# ARBEITSAUFTRAG 1:
Beantworte anhand des Auszugs die folgenden Fragen:
(a) Um welche Office-Version geht es?
(b) An welchem Datum wurde der Beitrag verfasst?
(c) Welche Fehlermeldung erscheint nach dem Klick auf Installieren?
# ARBEITSAUFTRAG 2:
Schreibe den Auszug über die Installation von Office 2013 im Anschluss an seinen letzten Satz weiter.

# AUSZUG:
# Problem bei der Installation von Microsoft Office 2013



## DarkWhisperer (2. August 2013)

Hallo alle miteinander,
nachdem ich mich nun durch Unmengen an Daten und Websiten und Vorschlägen in Google durchforstet habe, und ich immer noch nicht schlauer draus geworden bin, melde ich mich nun bei euch.
Folgendes ist mein Problem:
Es geht um Microsoft Office welches ich bekommen habe. Ich lade mir die Installations-Exe für mein x64 Betriebssystem herunter, klicke auf Installieren und zack: Schon die erste Fehlermeldung: "Das hat leider nicht geklappt!"

# BEREITGESTELLTE EINTRÄGE:
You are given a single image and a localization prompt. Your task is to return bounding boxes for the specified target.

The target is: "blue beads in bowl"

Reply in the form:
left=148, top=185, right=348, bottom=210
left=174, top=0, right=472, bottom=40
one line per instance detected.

# ERWARTETE ANTWORT 1:
(a) Microsoft Office 2013
(b) Am 2. August 2013
(c) „Das hat leider nicht geklappt!“

# ERWARTETE ANTWORT 2:
 Ach was.... Microsoft hat mir geraten den Fix-It runter zu laden. Nachdem ich weiteren unnötigen Müll auf meinem System habe, sollte ich ihn ausführen...alles in Ordnung jedoch: Microsoft Click to run konnte nicht deinstalliert werden...mhh mal schauen was jetzt die MS-Office.exe sagt: Zack: Die sehr informative Fehlermeldung kam nun nicht mehr, jedoch heißt es jetzt angeblich: "Es wurde eine Vorab oder Betaversion auf ihrem PC bla bla bla..." super dachte ich mir...du hast doch bis jetzt nur Open Office benutzt...deinstalliert...wieder ExE....nichts, selbe Fehlermeldung....Nachdem ich mich nun schon seit Stunden durch die Registry rumhacke und auf Google googele was das Zeug hält, konnte ich meine Office-Suite immer noch nicht installieren...deswegen wende ich mich jetzt an euch, wer auch immer das gleiche Problem hatte soll sich bitte bei mir melden!
Echter Dreck, dass ja nichtmal was gescheites von Microsoft kommt....


----------



## DarkWhisperer (2. August 2013)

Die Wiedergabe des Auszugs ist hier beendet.